> **What is expected**
Set down, without alteration, the lines from the one that contains "flag; answer laid out like" through the final line of the material below.

─── Study material

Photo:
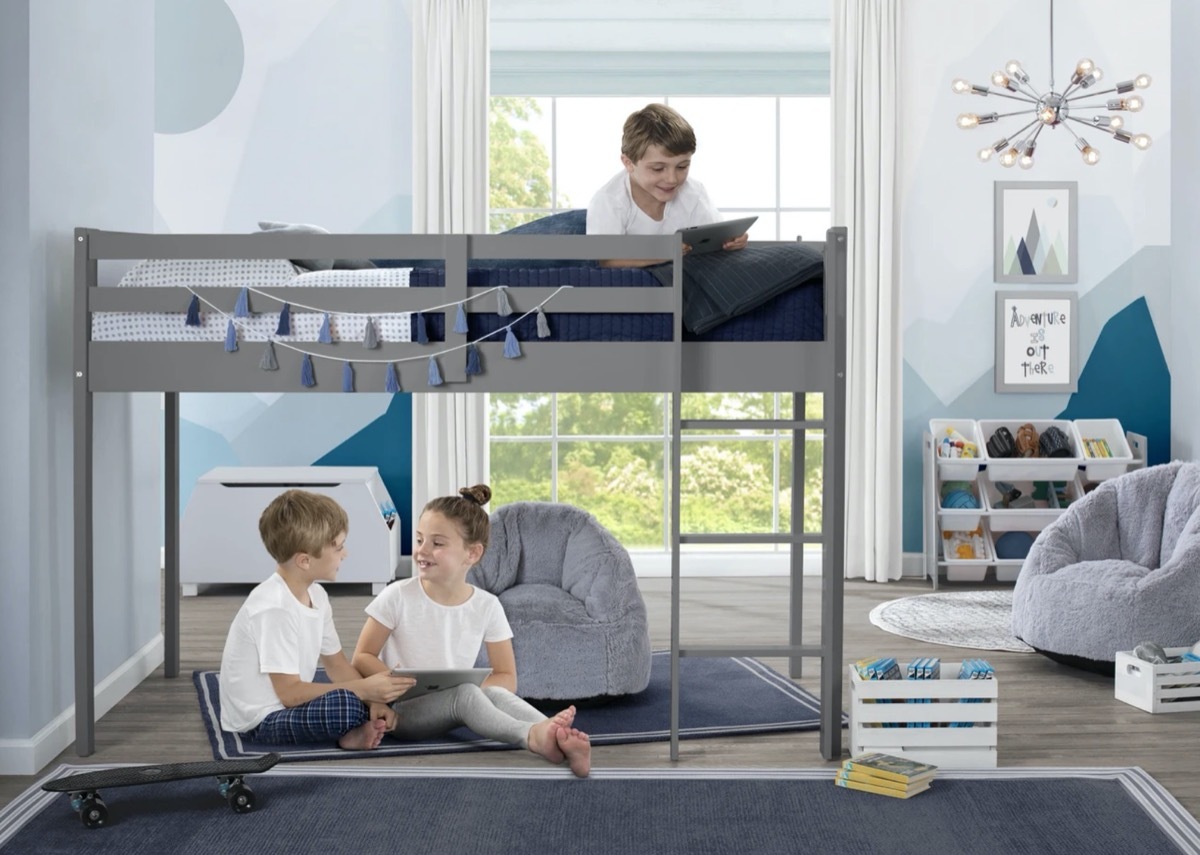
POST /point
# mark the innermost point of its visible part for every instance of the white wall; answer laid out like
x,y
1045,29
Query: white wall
x,y
76,136
947,283
1185,246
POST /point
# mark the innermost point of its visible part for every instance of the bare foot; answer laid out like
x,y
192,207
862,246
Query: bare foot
x,y
365,736
543,740
576,747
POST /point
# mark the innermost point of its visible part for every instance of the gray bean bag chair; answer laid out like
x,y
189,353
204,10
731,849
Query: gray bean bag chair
x,y
568,587
1121,566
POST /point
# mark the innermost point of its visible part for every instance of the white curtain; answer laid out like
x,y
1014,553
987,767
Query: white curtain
x,y
865,72
449,197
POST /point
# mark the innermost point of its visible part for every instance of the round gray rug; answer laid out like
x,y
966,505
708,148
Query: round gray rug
x,y
960,619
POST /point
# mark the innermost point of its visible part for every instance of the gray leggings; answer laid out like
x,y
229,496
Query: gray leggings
x,y
490,711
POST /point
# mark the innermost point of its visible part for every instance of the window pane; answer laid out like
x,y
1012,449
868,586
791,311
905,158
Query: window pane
x,y
605,413
513,414
519,156
807,225
589,144
805,167
735,148
520,472
726,486
618,482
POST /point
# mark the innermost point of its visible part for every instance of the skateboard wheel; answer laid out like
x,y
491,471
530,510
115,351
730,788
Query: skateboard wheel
x,y
93,812
240,797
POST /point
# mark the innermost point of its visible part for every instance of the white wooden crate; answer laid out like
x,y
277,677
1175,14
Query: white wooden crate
x,y
927,700
1158,688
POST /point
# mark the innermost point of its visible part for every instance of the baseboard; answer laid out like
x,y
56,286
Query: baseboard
x,y
29,757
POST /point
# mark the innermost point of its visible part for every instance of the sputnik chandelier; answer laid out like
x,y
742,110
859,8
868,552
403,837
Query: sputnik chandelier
x,y
1053,109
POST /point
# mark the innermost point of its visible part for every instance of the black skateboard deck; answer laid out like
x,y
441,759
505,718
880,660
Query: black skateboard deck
x,y
87,801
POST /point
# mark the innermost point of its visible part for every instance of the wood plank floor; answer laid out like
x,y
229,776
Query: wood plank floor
x,y
1049,715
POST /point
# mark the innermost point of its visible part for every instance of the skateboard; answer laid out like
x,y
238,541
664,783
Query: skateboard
x,y
87,801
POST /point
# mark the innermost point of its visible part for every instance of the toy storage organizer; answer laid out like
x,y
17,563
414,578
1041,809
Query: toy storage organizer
x,y
961,540
1152,687
949,723
220,540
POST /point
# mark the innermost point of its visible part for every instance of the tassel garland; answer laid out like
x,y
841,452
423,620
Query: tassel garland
x,y
285,327
370,340
502,303
268,362
511,347
473,363
306,375
193,312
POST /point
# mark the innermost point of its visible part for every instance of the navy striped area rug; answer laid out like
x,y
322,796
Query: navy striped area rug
x,y
718,697
666,812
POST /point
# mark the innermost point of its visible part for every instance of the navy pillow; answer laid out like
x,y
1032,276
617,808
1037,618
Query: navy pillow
x,y
564,222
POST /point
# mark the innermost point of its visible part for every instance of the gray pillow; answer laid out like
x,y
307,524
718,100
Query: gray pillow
x,y
270,227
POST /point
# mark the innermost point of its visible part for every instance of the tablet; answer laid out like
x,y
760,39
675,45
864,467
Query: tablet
x,y
435,680
712,237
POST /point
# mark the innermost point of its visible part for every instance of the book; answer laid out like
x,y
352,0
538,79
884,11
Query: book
x,y
882,790
891,767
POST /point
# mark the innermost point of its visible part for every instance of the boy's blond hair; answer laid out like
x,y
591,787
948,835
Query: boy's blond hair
x,y
657,125
300,521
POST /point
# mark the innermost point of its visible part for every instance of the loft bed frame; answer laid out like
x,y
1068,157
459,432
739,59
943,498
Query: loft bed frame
x,y
670,366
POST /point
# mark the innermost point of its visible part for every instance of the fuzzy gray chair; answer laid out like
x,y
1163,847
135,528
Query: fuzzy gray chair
x,y
568,589
1121,566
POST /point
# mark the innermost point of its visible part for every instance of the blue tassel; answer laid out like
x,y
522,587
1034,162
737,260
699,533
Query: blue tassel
x,y
511,347
193,312
306,375
473,364
502,303
285,327
268,362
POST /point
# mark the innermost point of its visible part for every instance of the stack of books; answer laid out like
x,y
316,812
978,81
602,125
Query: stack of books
x,y
886,775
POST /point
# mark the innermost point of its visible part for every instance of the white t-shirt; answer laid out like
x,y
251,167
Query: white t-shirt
x,y
427,634
273,633
612,210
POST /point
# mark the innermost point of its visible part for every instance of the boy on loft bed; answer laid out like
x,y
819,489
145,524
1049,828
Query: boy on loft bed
x,y
652,195
286,627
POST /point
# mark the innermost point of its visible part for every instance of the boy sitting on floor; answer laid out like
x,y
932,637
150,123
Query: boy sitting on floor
x,y
286,627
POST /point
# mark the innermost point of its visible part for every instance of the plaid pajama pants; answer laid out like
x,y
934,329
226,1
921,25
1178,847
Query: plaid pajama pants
x,y
317,721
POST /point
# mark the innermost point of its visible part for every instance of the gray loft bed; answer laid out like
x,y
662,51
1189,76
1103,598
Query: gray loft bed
x,y
666,366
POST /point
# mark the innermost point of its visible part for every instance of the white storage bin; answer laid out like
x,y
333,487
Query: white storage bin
x,y
1032,468
1158,688
879,705
1110,431
1001,519
220,539
957,468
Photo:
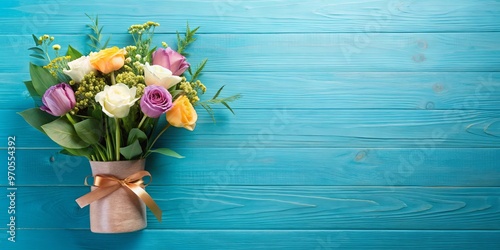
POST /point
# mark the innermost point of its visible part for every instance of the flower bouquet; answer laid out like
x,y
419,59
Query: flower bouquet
x,y
106,106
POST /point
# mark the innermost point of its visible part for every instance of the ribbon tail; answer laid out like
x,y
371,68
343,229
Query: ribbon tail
x,y
144,196
96,194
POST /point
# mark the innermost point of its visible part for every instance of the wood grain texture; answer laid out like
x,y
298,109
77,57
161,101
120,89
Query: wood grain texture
x,y
423,166
281,207
320,128
305,53
238,16
334,90
369,124
263,239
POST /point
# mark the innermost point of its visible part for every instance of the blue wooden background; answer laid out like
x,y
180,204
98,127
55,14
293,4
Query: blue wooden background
x,y
364,124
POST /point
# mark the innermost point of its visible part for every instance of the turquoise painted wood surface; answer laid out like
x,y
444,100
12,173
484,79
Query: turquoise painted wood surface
x,y
364,125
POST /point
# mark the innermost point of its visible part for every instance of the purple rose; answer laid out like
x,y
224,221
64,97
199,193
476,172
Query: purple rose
x,y
58,99
171,60
155,101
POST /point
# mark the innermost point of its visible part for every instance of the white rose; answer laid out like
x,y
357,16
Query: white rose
x,y
78,68
159,76
117,99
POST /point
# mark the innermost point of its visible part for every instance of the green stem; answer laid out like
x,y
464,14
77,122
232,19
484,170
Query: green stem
x,y
113,80
157,137
117,134
142,121
108,141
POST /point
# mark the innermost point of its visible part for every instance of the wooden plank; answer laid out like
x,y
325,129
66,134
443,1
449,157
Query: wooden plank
x,y
342,90
424,166
260,239
281,207
236,16
312,128
312,53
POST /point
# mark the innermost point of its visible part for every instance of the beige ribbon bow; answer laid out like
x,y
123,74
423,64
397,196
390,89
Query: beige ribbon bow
x,y
107,184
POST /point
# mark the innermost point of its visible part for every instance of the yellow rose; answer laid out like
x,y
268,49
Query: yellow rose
x,y
182,114
108,60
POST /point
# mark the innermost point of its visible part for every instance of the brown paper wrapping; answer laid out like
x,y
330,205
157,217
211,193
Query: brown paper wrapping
x,y
121,211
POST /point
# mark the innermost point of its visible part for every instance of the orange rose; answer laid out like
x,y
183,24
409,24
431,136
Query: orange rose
x,y
108,60
182,114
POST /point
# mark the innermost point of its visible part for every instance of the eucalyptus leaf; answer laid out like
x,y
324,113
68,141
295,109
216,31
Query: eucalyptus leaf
x,y
132,150
37,56
41,79
89,130
62,132
37,50
37,117
167,152
77,152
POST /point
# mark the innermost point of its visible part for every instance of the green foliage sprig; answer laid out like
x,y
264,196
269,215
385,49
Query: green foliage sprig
x,y
96,36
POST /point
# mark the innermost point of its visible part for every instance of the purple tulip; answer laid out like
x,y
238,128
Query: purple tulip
x,y
155,101
58,99
171,60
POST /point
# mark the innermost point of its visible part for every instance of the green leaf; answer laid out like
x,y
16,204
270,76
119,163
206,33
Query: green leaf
x,y
167,152
41,79
31,89
73,53
37,117
136,134
37,56
89,130
62,132
132,150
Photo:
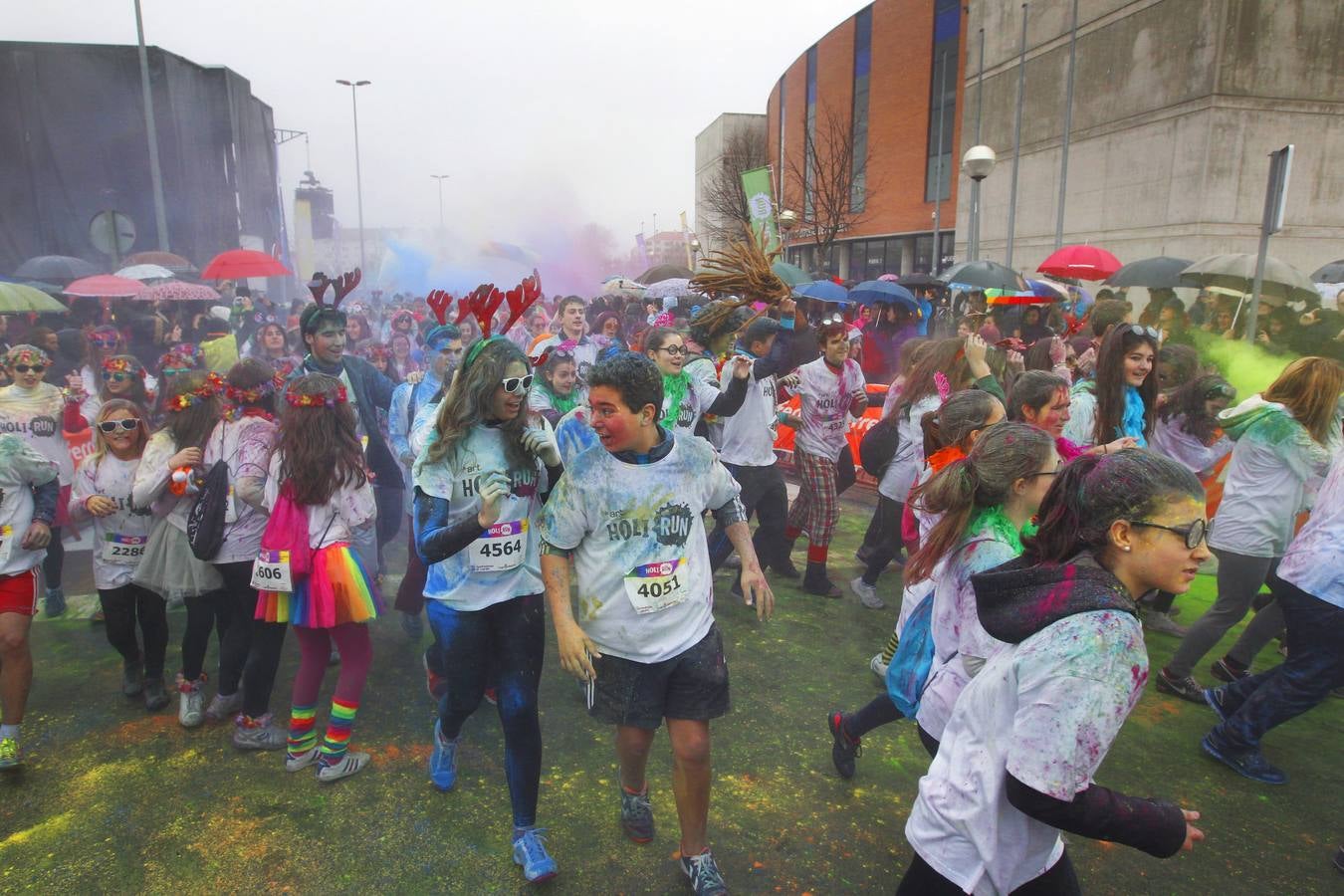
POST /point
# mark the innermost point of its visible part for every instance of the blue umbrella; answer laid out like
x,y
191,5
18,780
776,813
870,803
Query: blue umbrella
x,y
824,291
879,291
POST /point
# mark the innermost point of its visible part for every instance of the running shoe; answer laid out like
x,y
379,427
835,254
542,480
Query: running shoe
x,y
867,594
1224,670
706,877
298,762
131,679
442,762
10,754
222,707
844,749
346,766
637,815
1185,688
191,704
530,852
1250,764
258,734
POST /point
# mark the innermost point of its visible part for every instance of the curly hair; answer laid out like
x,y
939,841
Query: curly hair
x,y
468,404
319,446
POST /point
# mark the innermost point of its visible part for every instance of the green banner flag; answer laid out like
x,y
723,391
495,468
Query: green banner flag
x,y
756,187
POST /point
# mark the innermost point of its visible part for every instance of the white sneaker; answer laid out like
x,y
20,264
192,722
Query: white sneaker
x,y
349,764
191,704
867,594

──────

> **Reply to the task**
# mark the innermost point of its visible part for every instance of the green banner flag; answer laid out like
x,y
723,391
495,468
Query: green banner flag
x,y
756,187
POST /point
# mark the innermost point of its visible part for every instance of the white sneaker; answer laid out like
x,y
20,264
192,722
Query: white sneaker
x,y
349,764
191,704
867,594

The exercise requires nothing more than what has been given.